= Assigned task =
Below are some records. Count the lines with "trunk" in them and give nothing but the total.

= Records supplied =
........
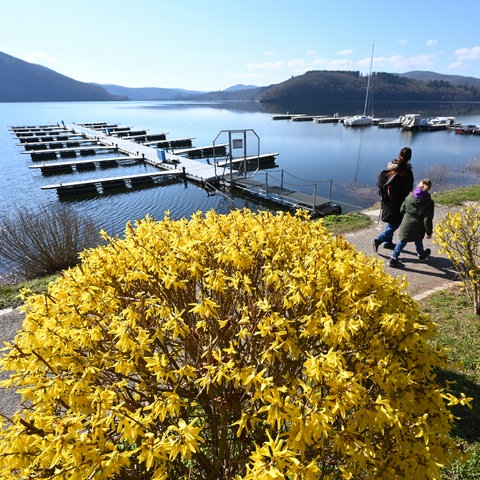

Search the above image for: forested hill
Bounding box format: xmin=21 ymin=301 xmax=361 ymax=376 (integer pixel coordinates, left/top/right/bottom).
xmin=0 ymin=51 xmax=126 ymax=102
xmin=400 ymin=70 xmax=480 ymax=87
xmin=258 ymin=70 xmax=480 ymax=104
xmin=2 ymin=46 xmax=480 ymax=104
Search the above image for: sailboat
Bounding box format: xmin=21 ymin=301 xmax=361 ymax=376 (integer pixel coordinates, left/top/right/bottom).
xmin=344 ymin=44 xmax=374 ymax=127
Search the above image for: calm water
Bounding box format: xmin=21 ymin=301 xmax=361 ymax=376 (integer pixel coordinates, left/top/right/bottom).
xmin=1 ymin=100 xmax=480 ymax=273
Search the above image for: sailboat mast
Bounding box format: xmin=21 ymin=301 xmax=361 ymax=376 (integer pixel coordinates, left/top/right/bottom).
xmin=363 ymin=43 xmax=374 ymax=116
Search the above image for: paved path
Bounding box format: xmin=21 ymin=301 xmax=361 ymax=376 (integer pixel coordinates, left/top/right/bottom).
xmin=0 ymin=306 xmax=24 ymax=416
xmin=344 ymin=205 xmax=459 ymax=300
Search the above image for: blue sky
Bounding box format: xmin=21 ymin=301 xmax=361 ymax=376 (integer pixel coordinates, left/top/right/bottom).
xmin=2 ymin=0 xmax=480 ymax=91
........
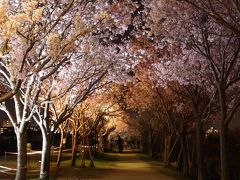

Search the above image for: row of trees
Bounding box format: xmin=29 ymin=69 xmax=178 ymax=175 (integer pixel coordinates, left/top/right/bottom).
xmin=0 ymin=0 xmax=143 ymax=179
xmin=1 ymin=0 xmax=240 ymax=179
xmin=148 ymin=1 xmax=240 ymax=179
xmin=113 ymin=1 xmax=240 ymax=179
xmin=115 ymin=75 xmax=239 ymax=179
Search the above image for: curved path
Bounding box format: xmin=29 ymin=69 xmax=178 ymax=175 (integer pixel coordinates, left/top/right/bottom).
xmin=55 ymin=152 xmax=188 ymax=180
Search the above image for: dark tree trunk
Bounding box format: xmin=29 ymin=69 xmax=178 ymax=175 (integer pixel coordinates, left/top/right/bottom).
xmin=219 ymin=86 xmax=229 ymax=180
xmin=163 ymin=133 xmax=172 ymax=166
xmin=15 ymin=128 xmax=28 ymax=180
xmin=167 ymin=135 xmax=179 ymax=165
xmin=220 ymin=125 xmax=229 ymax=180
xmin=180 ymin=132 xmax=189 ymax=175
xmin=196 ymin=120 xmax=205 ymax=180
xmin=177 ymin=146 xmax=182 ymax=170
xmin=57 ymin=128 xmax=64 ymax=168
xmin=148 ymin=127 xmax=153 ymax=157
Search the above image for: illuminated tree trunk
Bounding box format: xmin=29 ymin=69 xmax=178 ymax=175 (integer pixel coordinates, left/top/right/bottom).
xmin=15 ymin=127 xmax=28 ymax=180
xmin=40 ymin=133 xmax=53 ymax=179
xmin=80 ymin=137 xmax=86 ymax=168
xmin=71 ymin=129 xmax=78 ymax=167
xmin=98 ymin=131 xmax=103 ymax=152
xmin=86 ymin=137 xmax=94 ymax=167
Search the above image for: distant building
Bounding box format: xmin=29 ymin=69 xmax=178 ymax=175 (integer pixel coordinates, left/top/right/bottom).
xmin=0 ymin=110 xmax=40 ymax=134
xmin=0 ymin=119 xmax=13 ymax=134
........
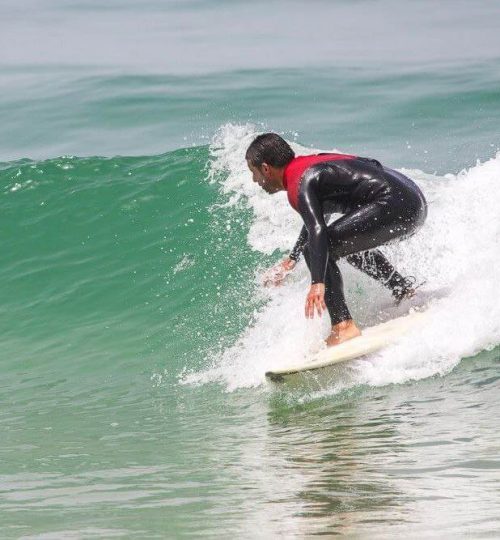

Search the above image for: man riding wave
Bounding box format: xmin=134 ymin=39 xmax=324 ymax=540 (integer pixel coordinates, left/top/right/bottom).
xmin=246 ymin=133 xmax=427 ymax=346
........
= Response to the task =
2